To do.
A - In the abstract on opioid analgesic training in West and Central Africa, which organization is named as the leading provider of capacity building activities in that region?
B - Resume the abstract on opioid analgesic training in West and Central Africa, writing on from its final sentence.

Excerpt.
★ ★ ★ ★ ★
Training on adequate use of opioid analgesics in West and Central Africa: a neglected step on the way to access to essential medicines?
Journal of Pharmaceutical Policy and Practice volume 14, Article number: 104 (2021)
Alleviating acute and chronic pain is a moral imperative for health professionals and health systems, and it requires adequate access to and use of essential opioid analgesics. However, this is still a neglected issue in global health, with striking inequalities in opioids availability between high and low- and middle-income countries. Countries most affected by lack of access are those with a fragile political situation and weak regulatory and healthcare systems. The main threats to accessibility, availability and affordability are situated at different levels: legislation and policy, financing, knowledge and cultural behavior, erroneous beliefs, and training and education. Among these threats, the lack of (adequate) training and education seems to be a cross-cutting issue. Exploring the current body of knowledge about training and educational activities related to use of opioid analgesics and palliative care, is helpful to understand gaps and to delineate priorities for setting up adequate interventions. When applied to West and Central Africa, this exercise reveals that there is little information (easily) available in the public domain. The African Palliative Care Association (APCA) appears to be the leading provider of capacity building activities in this region for key stakeholders, including national authorities, healthcare professionals and the general population; it is also very active in publishing and communicating about these issues. However, apart from APCA, there is little information on training programs’ contents and long-term outcomes. Furthermore, trainings rarely target important stakeholders such as lawmakers, regulators, supply officers and the lay public (i.e., patients, caregivers, community leaders and members of the society as a whole). Hence, it is urgent to fill the existing gaps in training and educational activities to improve access to essential opioid analgesics in West and Central Africa, involving different stakeholders at the national and regional level. Furthermore, such experiences should be published and made publicly available to allow for mutual learning and further upscale.
★ ★ ★ ★ ★
Record excerpts.
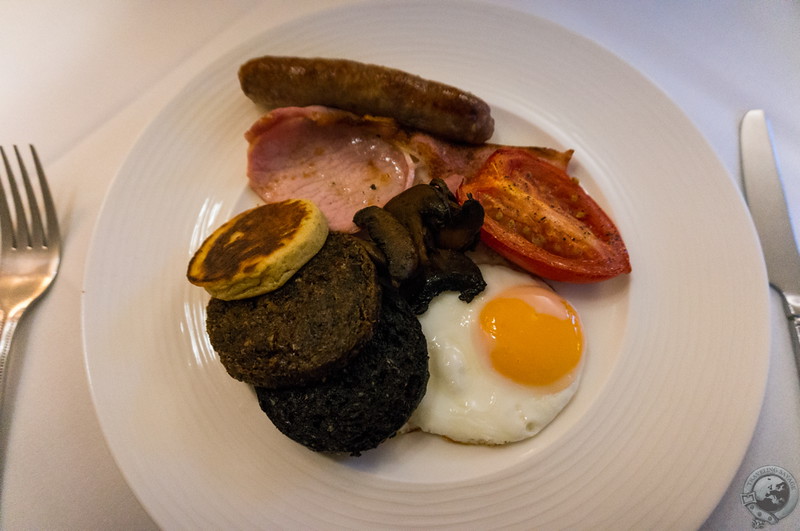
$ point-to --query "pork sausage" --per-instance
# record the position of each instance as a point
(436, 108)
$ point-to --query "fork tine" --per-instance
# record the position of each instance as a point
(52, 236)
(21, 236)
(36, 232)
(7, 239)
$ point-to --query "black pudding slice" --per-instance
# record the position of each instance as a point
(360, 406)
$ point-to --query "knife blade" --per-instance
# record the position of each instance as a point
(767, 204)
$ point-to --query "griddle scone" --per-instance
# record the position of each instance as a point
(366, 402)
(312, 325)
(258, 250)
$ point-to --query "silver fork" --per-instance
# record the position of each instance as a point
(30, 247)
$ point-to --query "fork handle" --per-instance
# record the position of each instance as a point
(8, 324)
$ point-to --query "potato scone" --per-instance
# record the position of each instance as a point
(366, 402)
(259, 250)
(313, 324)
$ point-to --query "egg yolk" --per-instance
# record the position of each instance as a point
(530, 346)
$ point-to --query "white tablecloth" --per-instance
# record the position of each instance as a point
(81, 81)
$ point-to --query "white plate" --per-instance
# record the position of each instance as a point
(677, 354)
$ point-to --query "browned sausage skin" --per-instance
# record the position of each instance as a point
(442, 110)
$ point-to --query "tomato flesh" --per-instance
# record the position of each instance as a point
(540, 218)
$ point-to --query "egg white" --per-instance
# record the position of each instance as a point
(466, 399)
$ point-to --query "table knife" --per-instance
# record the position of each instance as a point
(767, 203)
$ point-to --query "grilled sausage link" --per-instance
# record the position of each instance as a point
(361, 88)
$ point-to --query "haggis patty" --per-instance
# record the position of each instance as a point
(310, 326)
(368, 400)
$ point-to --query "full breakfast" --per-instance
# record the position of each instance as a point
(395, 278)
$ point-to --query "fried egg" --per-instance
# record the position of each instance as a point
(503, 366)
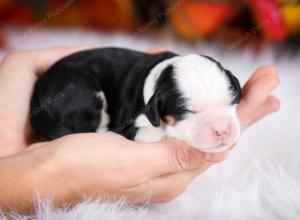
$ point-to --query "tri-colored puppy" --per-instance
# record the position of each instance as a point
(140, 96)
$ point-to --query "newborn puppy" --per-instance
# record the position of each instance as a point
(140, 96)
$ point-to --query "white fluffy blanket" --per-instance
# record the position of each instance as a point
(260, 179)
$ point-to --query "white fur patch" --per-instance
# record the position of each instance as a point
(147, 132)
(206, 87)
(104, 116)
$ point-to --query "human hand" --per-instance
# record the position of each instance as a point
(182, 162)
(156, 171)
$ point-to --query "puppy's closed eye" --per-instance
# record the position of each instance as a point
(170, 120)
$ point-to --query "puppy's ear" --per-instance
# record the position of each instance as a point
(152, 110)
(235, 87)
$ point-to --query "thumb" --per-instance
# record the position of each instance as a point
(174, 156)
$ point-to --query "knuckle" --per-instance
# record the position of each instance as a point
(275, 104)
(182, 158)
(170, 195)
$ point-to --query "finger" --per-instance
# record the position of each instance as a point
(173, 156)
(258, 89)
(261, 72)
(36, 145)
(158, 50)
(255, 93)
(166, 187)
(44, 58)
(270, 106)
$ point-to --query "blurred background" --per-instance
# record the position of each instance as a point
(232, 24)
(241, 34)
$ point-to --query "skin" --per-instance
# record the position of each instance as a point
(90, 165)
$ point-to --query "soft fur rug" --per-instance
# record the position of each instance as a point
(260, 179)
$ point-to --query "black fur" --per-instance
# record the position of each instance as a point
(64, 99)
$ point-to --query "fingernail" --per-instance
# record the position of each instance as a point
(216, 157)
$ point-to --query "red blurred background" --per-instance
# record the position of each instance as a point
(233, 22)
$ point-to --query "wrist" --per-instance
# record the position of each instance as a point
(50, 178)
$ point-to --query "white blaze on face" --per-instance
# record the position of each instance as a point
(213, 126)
★ ★ ★ ★ ★
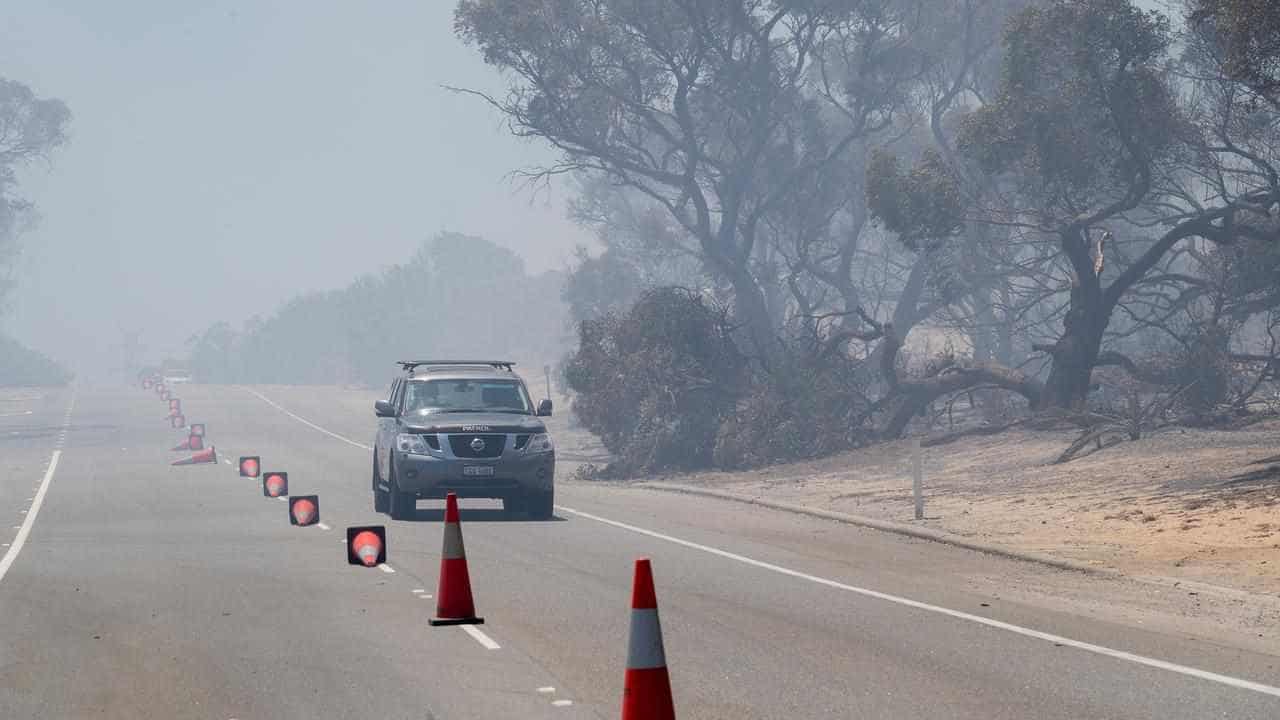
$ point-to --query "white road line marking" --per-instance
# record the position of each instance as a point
★ ★ ★ ★ ★
Answers by item number.
A - The African Palliative Care Association (APCA).

B -
The gap in access to opioid analgesics between high-income countries and low- and middle-income countries (LMIC) is still huge [1,2,3,4,5]. In 2019, the total consumption of opioid analgesics for medical and scientific purposes, expressed as defined daily doses for statistical purposes (S-DDD) per million inhabitants, was 9200 S-DDD in Western Europe versus 90 S-DDD in Africa, and 20 S-DDD in South Asia . It was also estimated that the 92% of morphine was consumed in countries where the 17% of the world population lives .
Morphine, methadone, hydromorphone and oxycodone (for adults and children), and codeine and fentanyl (for adults only) are listed in the WHO Model Lists of Essential Medicines [6, 7], and they are controlled substances under the international Single Convention on Narcotic Drugs . International regulations aim at a balance between medical availability, and the prevention of abuse and diversion [1, 2]. But many barriers to access remain at the various levels, i.e. legislation and policy, financing, knowledge, cultural attitude, training and education [3, 4, 9, 10]. In particular, an integrated educational approach addressing key stakeholders across policymaking, regulation, health systems, and communities, would help to upscale access [10, 11], as reiterated in the United Nations Office on Drugs and Crime (UNODC) Resolution 63/3 in 2020 .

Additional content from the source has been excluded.